• _What the task asks_:
Reproduce the full set of records that follow, exactly as shown.

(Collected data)
"""
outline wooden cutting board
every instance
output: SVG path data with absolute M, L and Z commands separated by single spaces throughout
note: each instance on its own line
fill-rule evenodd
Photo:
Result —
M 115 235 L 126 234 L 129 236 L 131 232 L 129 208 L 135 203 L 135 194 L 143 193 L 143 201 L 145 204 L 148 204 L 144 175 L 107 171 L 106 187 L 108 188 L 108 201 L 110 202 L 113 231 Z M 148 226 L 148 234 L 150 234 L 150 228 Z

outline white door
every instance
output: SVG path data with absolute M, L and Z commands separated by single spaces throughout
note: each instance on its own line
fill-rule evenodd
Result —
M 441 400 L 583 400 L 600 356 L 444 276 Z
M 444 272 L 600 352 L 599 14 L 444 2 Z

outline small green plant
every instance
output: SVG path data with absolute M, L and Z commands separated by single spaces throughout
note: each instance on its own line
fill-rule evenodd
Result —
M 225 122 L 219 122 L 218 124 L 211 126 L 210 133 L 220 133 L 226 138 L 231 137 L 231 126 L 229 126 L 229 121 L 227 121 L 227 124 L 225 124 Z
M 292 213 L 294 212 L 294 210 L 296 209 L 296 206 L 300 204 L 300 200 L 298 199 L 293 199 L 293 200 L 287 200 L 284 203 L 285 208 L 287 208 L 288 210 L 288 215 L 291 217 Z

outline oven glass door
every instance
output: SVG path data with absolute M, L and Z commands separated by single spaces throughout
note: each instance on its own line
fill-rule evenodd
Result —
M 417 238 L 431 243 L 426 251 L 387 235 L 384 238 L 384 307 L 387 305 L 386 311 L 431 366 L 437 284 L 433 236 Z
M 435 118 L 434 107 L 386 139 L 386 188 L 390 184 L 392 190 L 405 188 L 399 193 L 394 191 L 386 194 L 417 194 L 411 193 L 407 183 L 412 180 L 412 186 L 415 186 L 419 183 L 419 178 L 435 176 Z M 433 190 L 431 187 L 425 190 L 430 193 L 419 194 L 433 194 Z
"""
• _Output below_:
outline wooden cutting board
every instance
output: SVG path data with absolute M, L and Z commands separated by single spaces throughout
note: each instance on its own line
fill-rule evenodd
Photo:
Result —
M 115 235 L 126 234 L 129 236 L 131 232 L 129 208 L 135 203 L 135 194 L 143 193 L 143 201 L 145 204 L 148 204 L 144 175 L 107 171 L 106 187 L 108 188 L 108 201 L 110 202 L 113 231 Z M 148 226 L 148 234 L 150 234 L 150 228 Z

outline white door
every instance
output: SVG path data with absolute M, L and Z commands separated by single spaces throughout
note: each instance on its own line
fill-rule evenodd
Result —
M 441 400 L 583 400 L 600 356 L 444 276 Z
M 444 272 L 600 352 L 599 14 L 444 2 Z

outline small green plant
every instance
output: SVG path data with absolute M, L and Z commands separated by single spaces throughout
note: each instance on its own line
fill-rule evenodd
Result —
M 225 122 L 219 122 L 218 124 L 211 126 L 210 133 L 220 133 L 226 138 L 231 137 L 231 126 L 229 126 L 229 121 L 227 121 L 227 124 L 225 124 Z
M 292 213 L 294 212 L 294 210 L 296 209 L 296 206 L 300 204 L 300 200 L 298 199 L 293 199 L 293 200 L 287 200 L 284 203 L 285 208 L 287 208 L 288 210 L 288 215 L 291 217 Z

outline oven glass door
every instance
output: SVG path data with absolute M, L and Z commands separated by single spaces throughout
note: each instance on its own line
fill-rule evenodd
Result —
M 417 238 L 431 243 L 426 251 L 387 235 L 384 238 L 384 307 L 387 305 L 386 311 L 431 366 L 437 284 L 433 236 Z
M 435 118 L 434 107 L 386 139 L 386 188 L 390 184 L 392 190 L 405 188 L 399 193 L 394 191 L 386 194 L 417 194 L 411 193 L 407 183 L 412 180 L 412 186 L 415 186 L 419 183 L 419 178 L 435 176 Z M 433 190 L 431 187 L 425 190 L 430 193 L 419 194 L 433 194 Z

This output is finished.